- Available data
☆ ☆ ☆ ☆ ☆ ☆ ☆

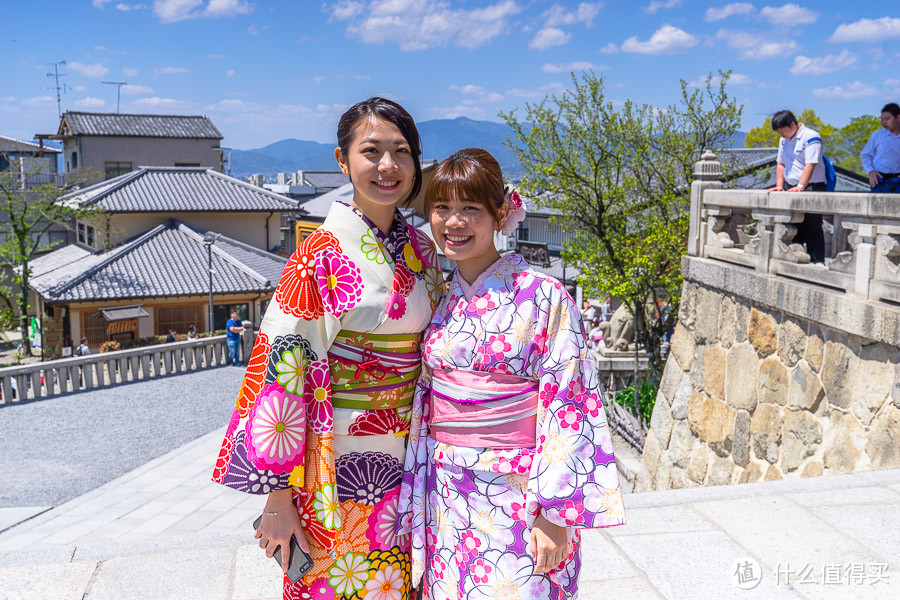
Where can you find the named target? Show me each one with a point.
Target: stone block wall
(752, 393)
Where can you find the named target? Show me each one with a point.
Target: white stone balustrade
(80, 373)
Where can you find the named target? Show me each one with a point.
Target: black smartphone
(301, 562)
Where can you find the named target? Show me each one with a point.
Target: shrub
(646, 399)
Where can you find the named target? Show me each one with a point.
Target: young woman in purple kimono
(510, 453)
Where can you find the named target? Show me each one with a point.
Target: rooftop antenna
(118, 85)
(55, 75)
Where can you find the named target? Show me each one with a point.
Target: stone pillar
(707, 176)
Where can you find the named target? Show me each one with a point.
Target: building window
(116, 169)
(86, 234)
(178, 318)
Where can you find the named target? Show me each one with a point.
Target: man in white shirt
(800, 166)
(881, 155)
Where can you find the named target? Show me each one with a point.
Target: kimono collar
(503, 270)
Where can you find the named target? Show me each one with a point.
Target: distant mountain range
(440, 138)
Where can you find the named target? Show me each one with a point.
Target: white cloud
(658, 5)
(788, 15)
(39, 101)
(867, 30)
(734, 79)
(583, 13)
(804, 65)
(549, 37)
(172, 11)
(89, 103)
(344, 10)
(665, 40)
(136, 90)
(156, 101)
(93, 70)
(610, 48)
(757, 47)
(578, 65)
(718, 13)
(422, 24)
(857, 89)
(479, 92)
(169, 70)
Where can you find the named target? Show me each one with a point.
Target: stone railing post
(707, 176)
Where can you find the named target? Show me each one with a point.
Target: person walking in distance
(233, 330)
(881, 154)
(800, 167)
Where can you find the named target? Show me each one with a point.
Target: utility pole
(55, 75)
(118, 85)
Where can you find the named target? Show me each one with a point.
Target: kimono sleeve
(573, 477)
(285, 396)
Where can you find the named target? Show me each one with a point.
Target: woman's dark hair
(892, 108)
(391, 112)
(470, 174)
(783, 118)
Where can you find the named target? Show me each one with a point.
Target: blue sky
(265, 71)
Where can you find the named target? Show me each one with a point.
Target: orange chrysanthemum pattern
(297, 293)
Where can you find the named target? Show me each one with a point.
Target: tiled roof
(116, 124)
(325, 180)
(318, 207)
(169, 260)
(179, 189)
(8, 145)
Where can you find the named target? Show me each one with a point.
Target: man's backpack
(830, 175)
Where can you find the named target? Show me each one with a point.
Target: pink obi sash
(483, 410)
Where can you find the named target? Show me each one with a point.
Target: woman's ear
(342, 161)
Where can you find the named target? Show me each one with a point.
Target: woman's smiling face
(379, 162)
(464, 229)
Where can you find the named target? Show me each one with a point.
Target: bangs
(467, 176)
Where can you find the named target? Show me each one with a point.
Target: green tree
(849, 141)
(619, 177)
(28, 211)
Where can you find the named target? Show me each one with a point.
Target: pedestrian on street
(233, 329)
(801, 167)
(881, 155)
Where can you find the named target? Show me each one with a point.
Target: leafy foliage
(28, 211)
(619, 179)
(646, 399)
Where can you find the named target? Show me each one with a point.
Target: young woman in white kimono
(322, 416)
(510, 453)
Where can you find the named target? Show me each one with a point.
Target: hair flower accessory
(516, 213)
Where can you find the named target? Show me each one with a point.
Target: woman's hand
(276, 530)
(549, 545)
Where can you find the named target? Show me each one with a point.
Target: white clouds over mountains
(665, 40)
(868, 30)
(423, 24)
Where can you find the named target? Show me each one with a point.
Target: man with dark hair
(801, 166)
(881, 155)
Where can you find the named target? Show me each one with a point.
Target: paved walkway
(164, 531)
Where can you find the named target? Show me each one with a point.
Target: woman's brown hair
(470, 174)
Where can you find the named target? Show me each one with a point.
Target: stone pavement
(164, 531)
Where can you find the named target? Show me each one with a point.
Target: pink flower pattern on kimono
(276, 430)
(340, 282)
(523, 323)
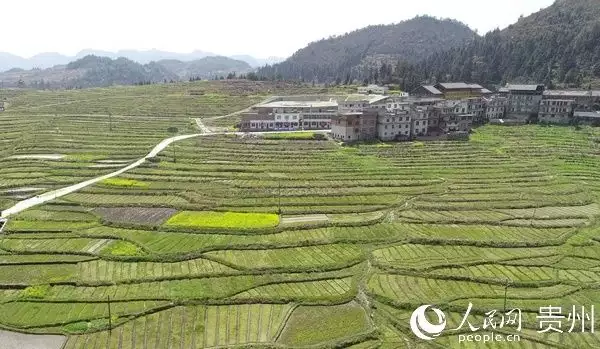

☆ ☆ ☆ ☆ ☆ ☆ ☆

- Activity
Repeat, exactly and in full, all records above, but include no pictures.

- Answer for this exercise
Where can you find the named target? Show me each one with a point.
Target: stone block wall
(752, 393)
Where can you find the named target? Show me each one with a point.
Target: white stone balustrade
(80, 373)
Where can you find the named target? Show me each one with a point.
Target: black smartphone
(301, 562)
Where can you find the named target? Show me each one with a point.
Target: shrub
(646, 399)
Where can you find the named target? Show me each one with a point.
Target: young woman in purple kimono
(510, 453)
Where can you find the named target? Show me each one with a point.
Target: rooftop antenna
(118, 85)
(55, 75)
Where can you find the named target? Show me each one with a point.
Target: stone pillar
(707, 176)
Where can you find the named target? Show me each one with a point.
Target: building window
(116, 169)
(86, 234)
(178, 318)
Where can you find the named target? Show me each one with a point.
Target: man in white shirt
(800, 166)
(881, 155)
Where can you find the named target? Show me each one with a point.
Target: kimono collar
(503, 270)
Where can you find the named target? Show me each one with a point.
Target: distant mountain range
(440, 138)
Where can you find the named target? Show me each one with a point.
Target: white cloud
(658, 5)
(788, 15)
(39, 101)
(867, 30)
(734, 79)
(583, 13)
(804, 65)
(549, 37)
(172, 11)
(89, 103)
(344, 10)
(665, 40)
(136, 90)
(156, 101)
(93, 70)
(610, 48)
(757, 47)
(578, 65)
(718, 13)
(422, 24)
(857, 89)
(479, 92)
(169, 70)
Where can you find the named target? Show me each one with a point.
Target: stone railing post
(707, 176)
Where can you find the named target? Show me each one with a point.
Target: person walking in distance
(233, 330)
(881, 154)
(800, 167)
Where can you find the named target? Show me each one with a point.
Target: utility pole
(55, 75)
(118, 85)
Where can you find the named target? Show me each one with a point.
Target: kimono sleeve
(573, 477)
(285, 396)
Where can you find the named target? Show me each one with a point.
Target: woman's dark hair
(892, 108)
(391, 112)
(470, 174)
(783, 118)
Where can you find the named target? Show me each one with a point.
Target: blue sky
(265, 71)
Where can you find the named target? Show me each one with a point.
Target: orange chrysanthemum pattern
(297, 293)
Where can you find the named target? Show me each one with a point.
Target: tiled roof
(116, 124)
(325, 180)
(318, 207)
(169, 260)
(179, 189)
(8, 145)
Where can you find the named target? Show me each one with a point.
Target: man's backpack
(830, 175)
Where can you find the named target? Show me each one with a point.
Target: pink obi sash
(483, 410)
Where can you find the named target? Show me each one with a point.
Target: woman's ear
(342, 161)
Where can you find the named target? Show me each one with a point.
Target: woman's smiling face
(379, 162)
(464, 229)
Where can you find the named target? Show me each one with a point.
Target: bangs
(467, 176)
Where can you find the named target? Show me each one with a point.
Target: green tree
(849, 141)
(619, 177)
(28, 211)
Where can you find the named target? Show me each one with a point.
Target: pedestrian on street
(233, 329)
(801, 167)
(881, 155)
Where can you find the named target? Show me each one with a point.
Target: leafy foliage
(28, 211)
(619, 179)
(646, 399)
Where can you find the named target? Show me each one with a point.
Target: young woman in white kimono
(322, 416)
(510, 453)
Where can you find the named target? Show me each one with a point.
Target: hair flower accessory
(516, 213)
Where can you find the named target? Show me each one with a point.
Target: woman's hand
(276, 530)
(549, 545)
Where can you find the named target? Show me each one with a point.
Target: white clouds over mountains
(665, 40)
(868, 30)
(423, 24)
Where can you find the named target? Show me each one with a point.
Target: man with dark hair
(801, 166)
(881, 155)
Where can you find the named target? Show me each one with a point.
Target: paved walkway
(164, 531)
Where can you find the named target? Show me each one with a point.
Target: woman's brown hair
(470, 174)
Where can you find the named target? Show me each one with a point.
Target: stone pavement
(164, 531)
Where can you find the named target? Show me each one with a point.
Target: pink flower pattern on kimono
(276, 430)
(340, 282)
(523, 323)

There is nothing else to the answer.